The first genome-wide study to demonstrate an inherited genetic basis for racial and ethnic disparities in cancer survival linked Native American ancestry with an increased risk of relapse in young leukemia patients. The work was done by investigators at St. Jude Children’s Research Hospital and the Children’s Oncology Group (COG).
Along with identifying Native American ancestry as a potential new marker of poor treatment outcome, researchers reported evidence the added risk could be eliminated by administering an extra phase of chemotherapy. The study involved 2,534 children and adolescents battling acute lymphoblastic leukemia (ALL), the most common childhood cancer. The work appears in the February 6 advance online edition of the scientific journal Nature Genetics.
The children were all treated in protocols conducted by St. Jude or COG. Although the overall cure rate for childhood ALL now tops 80 percent, and is close to 90 percent at St. Jude, racial and ethnic disparities have persisted. Based on self-declared status, African-American and Hispanic children with the disease have often fared worse than their white and Asian counterparts. This is the first study to use genomics to define ancestry, rather than relying on self-declared racial or ethnic categories.
“To overcome racial disparity you have to understand the reasons behind it,” said Jun Yang, Ph.D., St. Jude Department of Pharmaceutical Sciences assistant member and the study’s first author. “While genetic ancestry may not completely explain the racial differences in relapse risk or response to treatment, this study clearly shows for the first time that it is a very important contributing factor.”
This study identified a possible mechanism linking ancestry and relapse. Hispanic patients, who have a high percentage of Native American ancestry, were more likely than other patients to carry a version of the PDE4B gene that was also strongly associated with relapse. The PDE4B variants were also linked with reduced sensitivity to glucocorticoids, medications that play a key role in ALL treatment. “This is just one example of how ancestry could affect relapse risk,” said the study’s senior author Mary Relling, Pharm.D., St. Jude Pharmaceutical Sciences chair. “It is likely that many other genes are involved.”
Investigators also found ALL patients with greater Native American ancestry who received additional chemotherapy as part of a COG clinical trial benefited more from the extra treatment than other children. “These are important steps on the way to personalized cancer care, whereby treatment can be tailored to provide maximal benefit to patient subgroups, and someday, individual patients,” said co-author Stephen Hunger, M.D., University of Colorado professor of pediatrics and chair of COG’s ALL committee.

▶ [YOUR GOAL]:
Answer from the leukemia ancestry article:
1. How many children and adolescents with acute lymphoblastic leukemia did the study involve?
2. What cure rate for childhood ALL does the article give for St. Jude?
3. Variants of which gene were linked with reduced sensitivity to glucocorticoids?

▶ [ENTRIES PROVIDED]:
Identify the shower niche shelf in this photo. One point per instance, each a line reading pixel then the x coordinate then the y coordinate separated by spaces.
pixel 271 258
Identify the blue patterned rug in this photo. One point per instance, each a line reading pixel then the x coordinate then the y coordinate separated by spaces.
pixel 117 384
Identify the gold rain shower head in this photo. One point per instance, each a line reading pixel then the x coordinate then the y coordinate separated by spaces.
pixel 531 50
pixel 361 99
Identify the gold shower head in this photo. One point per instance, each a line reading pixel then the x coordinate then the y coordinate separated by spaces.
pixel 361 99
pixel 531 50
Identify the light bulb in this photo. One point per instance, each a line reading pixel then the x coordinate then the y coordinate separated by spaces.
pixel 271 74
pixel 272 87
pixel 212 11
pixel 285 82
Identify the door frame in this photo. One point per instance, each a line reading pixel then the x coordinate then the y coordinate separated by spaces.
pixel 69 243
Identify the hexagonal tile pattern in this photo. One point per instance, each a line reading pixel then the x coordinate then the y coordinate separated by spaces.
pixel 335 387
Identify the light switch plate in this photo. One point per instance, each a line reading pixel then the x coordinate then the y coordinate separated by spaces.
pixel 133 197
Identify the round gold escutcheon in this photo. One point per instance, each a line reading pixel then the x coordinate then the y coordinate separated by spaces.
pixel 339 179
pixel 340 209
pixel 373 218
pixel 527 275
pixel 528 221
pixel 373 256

▶ [EXERCISE SOLUTION]:
1. 2,534
2. Close to 90 percent
3. PDE4B